TASK TO COMPLETE => Write out the rows word for word, from the line with "outline patterned sweater" through the end of the rows.

START

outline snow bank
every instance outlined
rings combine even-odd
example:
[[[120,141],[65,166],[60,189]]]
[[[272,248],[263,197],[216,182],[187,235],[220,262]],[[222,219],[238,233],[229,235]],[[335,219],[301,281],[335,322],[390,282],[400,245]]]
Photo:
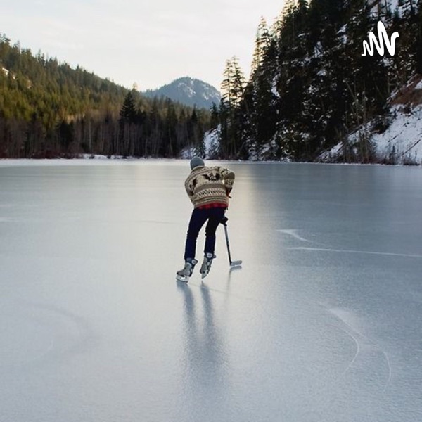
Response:
[[[391,158],[398,164],[422,164],[422,105],[410,112],[395,106],[392,111],[395,118],[388,129],[371,139],[377,156]]]

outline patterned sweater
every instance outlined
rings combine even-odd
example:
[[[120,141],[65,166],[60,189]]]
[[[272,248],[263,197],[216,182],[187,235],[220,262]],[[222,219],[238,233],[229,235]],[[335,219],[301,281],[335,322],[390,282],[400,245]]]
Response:
[[[210,204],[229,206],[228,194],[234,173],[219,166],[195,167],[185,181],[185,188],[194,208]]]

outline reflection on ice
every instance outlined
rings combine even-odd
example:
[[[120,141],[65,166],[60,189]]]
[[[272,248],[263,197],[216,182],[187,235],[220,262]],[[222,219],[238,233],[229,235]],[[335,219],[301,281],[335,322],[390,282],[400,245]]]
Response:
[[[219,228],[185,284],[188,162],[34,162],[0,163],[1,420],[418,421],[420,169],[231,162],[243,265]]]

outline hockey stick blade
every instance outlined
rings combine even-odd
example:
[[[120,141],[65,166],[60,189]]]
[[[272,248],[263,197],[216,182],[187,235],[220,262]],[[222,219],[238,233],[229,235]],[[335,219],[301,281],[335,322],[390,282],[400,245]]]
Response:
[[[237,267],[238,265],[241,265],[242,264],[242,260],[240,260],[238,261],[231,261],[231,262],[230,262],[230,267]]]

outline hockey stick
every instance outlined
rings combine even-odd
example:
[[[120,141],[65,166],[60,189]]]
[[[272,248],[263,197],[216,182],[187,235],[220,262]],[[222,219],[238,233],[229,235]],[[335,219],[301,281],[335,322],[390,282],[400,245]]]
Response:
[[[227,231],[227,220],[229,219],[226,217],[222,220],[222,224],[224,226],[224,234],[226,235],[226,245],[227,245],[227,253],[229,254],[229,262],[230,262],[230,267],[237,267],[242,264],[242,260],[232,261],[231,254],[230,253],[230,243],[229,243],[229,232]]]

END

REPLY =>
outline patterned sweater
every instance outlined
rings combine even-odd
example:
[[[120,141],[65,166],[60,189]]]
[[[272,248],[263,197],[216,182],[187,235],[220,262]],[[222,219],[238,233],[229,235]],[[335,219],[301,281],[335,322],[390,282],[400,245]]]
Response:
[[[210,204],[229,206],[228,194],[234,173],[219,166],[195,167],[185,181],[185,188],[194,208]]]

outline reflection on ice
every instance outlined
rings combine even-odd
example:
[[[120,141],[65,166],[60,189]]]
[[[272,248],[263,197],[216,182],[187,235],[220,262]],[[222,219],[238,233],[229,235]],[[335,219],[301,281],[335,322],[390,282],[400,245]]]
Response:
[[[219,228],[185,284],[188,162],[34,162],[0,163],[1,420],[418,421],[420,169],[231,162],[243,265]]]

outline hockey stick blade
every instance outlined
rings combine even-odd
example:
[[[120,141],[65,166],[60,189]]]
[[[272,248],[263,197],[216,182],[187,235],[220,262]],[[222,219],[238,233],[229,235]],[[335,219],[301,281],[335,322],[390,282],[400,245]]]
Response:
[[[237,267],[238,265],[241,265],[242,264],[242,260],[240,260],[238,261],[231,261],[231,262],[230,262],[230,267]]]

outline hockey stick
every instance outlined
rings combine even-odd
example:
[[[120,141],[65,166],[60,189]]]
[[[272,248],[263,197],[216,182],[187,235],[220,262]],[[222,219],[238,233],[229,235]],[[335,219],[301,281],[335,322],[390,282],[400,245]]]
Response:
[[[227,231],[227,220],[229,219],[226,217],[222,220],[222,224],[224,226],[224,234],[226,235],[226,245],[227,245],[227,253],[229,254],[229,262],[230,262],[230,267],[237,267],[242,264],[242,260],[232,261],[231,254],[230,253],[230,243],[229,243],[229,232]]]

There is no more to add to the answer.